What you need to do: Please reproduce the following lines word for word, without any changes.

Records of labeled points:
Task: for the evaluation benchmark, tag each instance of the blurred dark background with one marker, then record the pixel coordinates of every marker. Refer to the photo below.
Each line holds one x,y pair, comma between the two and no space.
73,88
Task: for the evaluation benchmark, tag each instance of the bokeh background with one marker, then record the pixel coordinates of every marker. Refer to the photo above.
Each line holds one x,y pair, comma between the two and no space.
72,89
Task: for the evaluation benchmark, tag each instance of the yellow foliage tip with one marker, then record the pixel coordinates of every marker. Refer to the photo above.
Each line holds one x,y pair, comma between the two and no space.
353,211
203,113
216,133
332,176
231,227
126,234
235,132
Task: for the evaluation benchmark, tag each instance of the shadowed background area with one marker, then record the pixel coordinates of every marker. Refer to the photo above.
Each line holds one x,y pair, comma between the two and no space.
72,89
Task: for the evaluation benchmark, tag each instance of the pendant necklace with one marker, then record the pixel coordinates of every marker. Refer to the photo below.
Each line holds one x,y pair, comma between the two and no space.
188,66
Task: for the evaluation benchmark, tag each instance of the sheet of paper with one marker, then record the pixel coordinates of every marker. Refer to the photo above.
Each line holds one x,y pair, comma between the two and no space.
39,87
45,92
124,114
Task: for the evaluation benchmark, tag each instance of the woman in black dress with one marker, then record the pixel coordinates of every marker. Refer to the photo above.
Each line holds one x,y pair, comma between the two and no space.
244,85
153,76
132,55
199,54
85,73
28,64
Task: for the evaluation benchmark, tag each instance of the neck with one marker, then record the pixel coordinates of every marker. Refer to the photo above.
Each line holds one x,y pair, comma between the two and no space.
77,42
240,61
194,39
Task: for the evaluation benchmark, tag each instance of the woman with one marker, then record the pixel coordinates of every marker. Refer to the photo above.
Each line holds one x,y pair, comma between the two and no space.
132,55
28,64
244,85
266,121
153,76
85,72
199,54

Result below:
Task: for the evaluation benchmark, tag each instance of the blurred dark background with one marker, then record the pixel coordinates of every marker. Refer to the photo below.
Each line holds one x,y pair, comma between the two and no space.
73,88
Task: for the evaluation benchmark, tag each instance of the bokeh background with one marker, then record the pixel coordinates of every marker. Refer to the photo above.
Each line holds one x,y pair, comma between the two and no space.
72,89
Task: for the evaluation benchmark, tag each instance of the yellow foliage tip with one marker, then record the pixel coordinates of every marker. Refer to the photo above.
Each line holds one x,y pair, comma between the two and no space.
353,211
203,113
216,133
332,176
231,227
126,234
235,132
Task: for the evaluation benchmark, tag each instance of the shadowed background area with one marker, then record the pixel coordinates of every marker. Refer to the photo above.
Each line holds one x,y pair, comma between the two and no space.
72,89
Task: for the evaluation benchmark, tag each instance of the pendant necklace with one marker, then record the pixel coordinates of every marker. Refer to the photo below.
Each line holds one x,y pair, comma between the two and no space.
188,66
Task: for the evaluation benchmark, tag each instance of the sheet of paper with one marker, then record the pixel coordinates of every marker. Refer to the photo above.
Each line holds one x,y pair, comma between the two and no space.
39,87
45,92
124,114
Task: for the evaluation benchmark, tag each instance of the woman in black dress with one marker, then record the pixel coordinates of every marker. Refer to the photo above.
Each line holds one x,y pair, comma between the two and no space.
244,85
153,76
132,55
199,54
85,73
28,64
Task: for the evaluation benchmark, tag each instance of the neck with one marker, then record the pixel coordinates of every marker. Refer to the photo above.
Each line holds one x,y pair, comma between the two and no space.
77,42
240,61
194,39
Task: for the evaluation benchmark, tag each instance of the woman with one marker, then record the pixel coordinates of every marker. Refer to the photo above.
Each line holds one x,y pair, comma between the two and no space.
132,55
28,64
244,85
266,121
153,76
85,72
199,54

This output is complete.